Der brennende Acker (DE 1921) #Filmfest 795

Filmfest 795 Cinema

 Der brennende Acker ist ein deutsches Filmdrama von Friedrich Wilhelm Murnau aus dem Jahre 1922. Der viragierte Stummfilm ist in sechs Akte aufgeteilt.

Was hat Friedrich Wilhelm Murnau gemacht, bevor er den weltberühmten „Nosferatu“ inszenierte? Hier haben wir das Ergebnis, das Familiendrama „Der brennende Acker“. Ein verblüffender, interessanter Film, der meinen Eindruck von Murnaus Vielseitigkeit erweitert hat und – er ist ganz von diesem Filmschaffenden, keine Frage. 

Handlung[1]

Als der alte Bauer Rog stirbt, schafft es sein Sohn Johannes, aus der Stadt kommend, nicht mehr rechtzeitig zum Sterbebett. Nach Rogs Tod übernimmt sein anderer Sohn Peter den Hof, Johannes, der sich für die Arbeit auf dem Lande nicht geeignet hält, wird Sekretär beim Grafen Rudenburg. Johannes interessiert sich für dessen Tochter Gerda, die ihm die Stelle vermittelt hatte, doch als er Kenntnis davon erlangt, dass unter dem „Teufelsacker“ – einem unfruchtbaren Stück Land, das Rudenburg seiner zweiten Frau Helga testamentarisch vermacht hat, eine Petroleumquelle vermutet wird, wendet er sich dieser zu. Gerda heiratet aus Verzweiflung ihren ungeliebten Verehrer Lellewel, Johannes wird nach dem Tod des Grafen mit Helga vermählt.

Johannes wird auf dem Acker fündig – er ist Millionen wert – und bemüht sich in der Stadt um Kredite für die Ausbeutung der Petroleumquelle. Helga will währenddessen den öden Acker verkaufen, da dieser Johannes‘ ganze Aufmerksamkeit in Anspruch nimmt. Ihr zuliebe übernimmt ihr Schwager Peter den Boden für 12.000 Mark; gleichzeitig ist auch Johannes mit seinem Kreditvertrag erfolgreich. Als Johannes von dem Verkauf erfährt, ist er außer sich und bekennt gegenüber Helga, sie nie geliebt, sondern nur wegen des Ackers geheiratet zu haben. Helga kann Peter zum Rücktritt vom Vertrag bewegen und geht über den verschneiten Acker, wo sie sich in einem nahen Bach ertränkt. Die Tote wird von einem Kutscher gefunden und ins Dorf gebracht.

Probebohrungen haben auf dem Acker begonnen, ohne dass Johannes daran besonderen Anteil nimmt. Gerda versucht, ihn für sich zurückzugewinnen, doch auch sie war für ihn nur wegen seiner Karriere interessant. Sie setzt daraufhin einen Bohrturm in Brand und kommt zu Tode.

- ARBEITSANWEISUNGEN
**a.** Nenne alle Figuren, die in der Handlungsbeschreibung des Textes über den Film „Der brennende Acker“ mit Namen vorkommen.
**b.** Führe den Text über den Film „Der brennende Acker“ im Anschluss an seinen letzten Satz fort.
Die Zeilen darunter stammen aus einer anderen Quelle.

Gespeicherte Dateneinträge
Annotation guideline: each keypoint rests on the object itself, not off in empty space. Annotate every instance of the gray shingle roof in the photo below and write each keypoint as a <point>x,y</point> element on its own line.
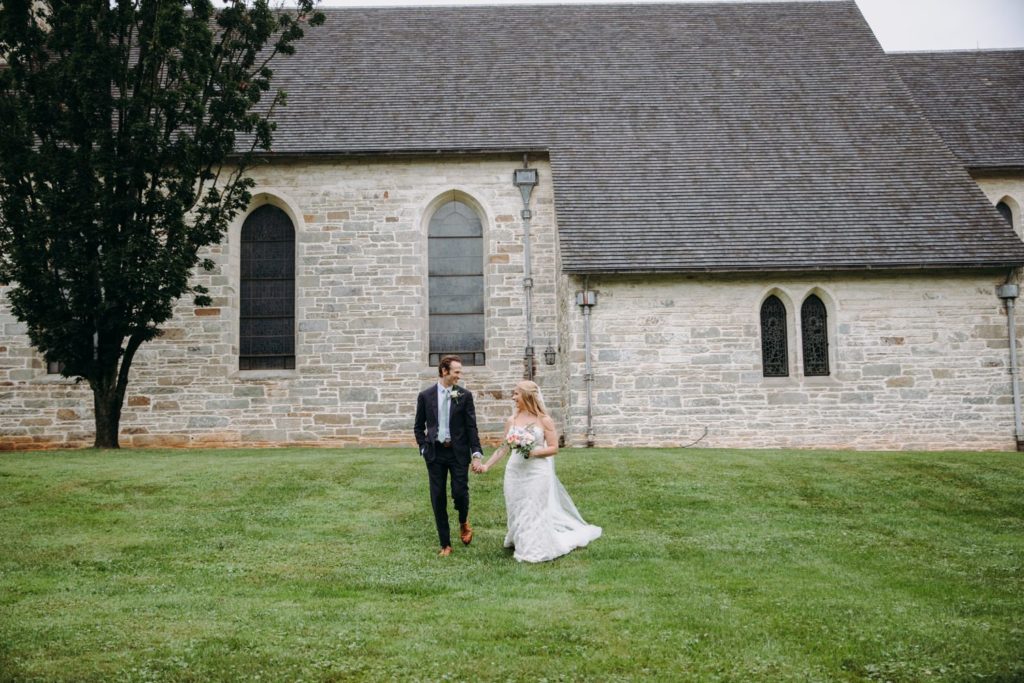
<point>975,100</point>
<point>682,137</point>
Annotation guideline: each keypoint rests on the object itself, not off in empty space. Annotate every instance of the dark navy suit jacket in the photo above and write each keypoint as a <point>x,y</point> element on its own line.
<point>462,423</point>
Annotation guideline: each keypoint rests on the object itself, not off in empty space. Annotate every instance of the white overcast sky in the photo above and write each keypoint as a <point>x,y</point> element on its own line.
<point>899,25</point>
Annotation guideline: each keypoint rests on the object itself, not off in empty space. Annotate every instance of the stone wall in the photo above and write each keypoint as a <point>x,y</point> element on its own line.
<point>919,360</point>
<point>360,319</point>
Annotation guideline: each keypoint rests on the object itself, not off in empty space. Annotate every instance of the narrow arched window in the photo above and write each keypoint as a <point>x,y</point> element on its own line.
<point>1006,212</point>
<point>774,349</point>
<point>266,324</point>
<point>455,254</point>
<point>814,330</point>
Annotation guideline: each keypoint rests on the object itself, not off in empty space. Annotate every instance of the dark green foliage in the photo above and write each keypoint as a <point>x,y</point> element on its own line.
<point>119,123</point>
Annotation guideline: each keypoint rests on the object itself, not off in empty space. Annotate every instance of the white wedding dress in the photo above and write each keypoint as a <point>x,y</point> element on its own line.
<point>543,521</point>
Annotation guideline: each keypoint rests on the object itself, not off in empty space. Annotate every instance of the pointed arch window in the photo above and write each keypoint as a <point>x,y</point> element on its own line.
<point>774,348</point>
<point>1006,212</point>
<point>814,331</point>
<point>266,323</point>
<point>455,255</point>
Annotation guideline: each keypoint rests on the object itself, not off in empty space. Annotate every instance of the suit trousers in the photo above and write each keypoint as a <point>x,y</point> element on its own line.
<point>445,464</point>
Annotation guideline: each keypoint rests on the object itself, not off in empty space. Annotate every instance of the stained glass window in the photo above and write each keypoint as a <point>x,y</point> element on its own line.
<point>455,255</point>
<point>774,350</point>
<point>814,330</point>
<point>266,325</point>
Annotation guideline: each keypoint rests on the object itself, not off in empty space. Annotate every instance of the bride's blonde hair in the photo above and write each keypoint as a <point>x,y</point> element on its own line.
<point>531,399</point>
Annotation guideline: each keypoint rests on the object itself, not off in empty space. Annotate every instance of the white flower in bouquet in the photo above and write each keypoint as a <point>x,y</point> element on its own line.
<point>521,440</point>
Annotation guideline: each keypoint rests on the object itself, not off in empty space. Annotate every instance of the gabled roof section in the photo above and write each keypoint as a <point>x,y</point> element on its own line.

- ANTWORTEN JE AUFGABE
**a.** Rog, Johannes, Peter, Graf Rudenburg, Gerda, Helga, Lellewel

**b.**
Auch das Bauernmädchen Maria hat Johannes immer geliebt. Sie nahm eine Stelle als Magd bei Peter auf dem Roghof an, um Johannes‘ Geburtsort nahe zu sein – sie wurde von Johannes ebenfalls abgewiesen, als dieser sich noch für etwas Besseres als die Bauern hielt. Johannes geht zu seinem Bruder in das väterliche Haus, wo Maria, der Peter vergebens einen Heiratsantrag gemacht hatte, ihre Liebe zu ihm bekennt. Er wehrt ihr und Peters Entgegenkommen mit den Worten „Ich bin es nicht wert“ ab, bleibt aber schließlich in seinem alten Zimmer, das von Maria täglich liebevoll hergerichtet worden war.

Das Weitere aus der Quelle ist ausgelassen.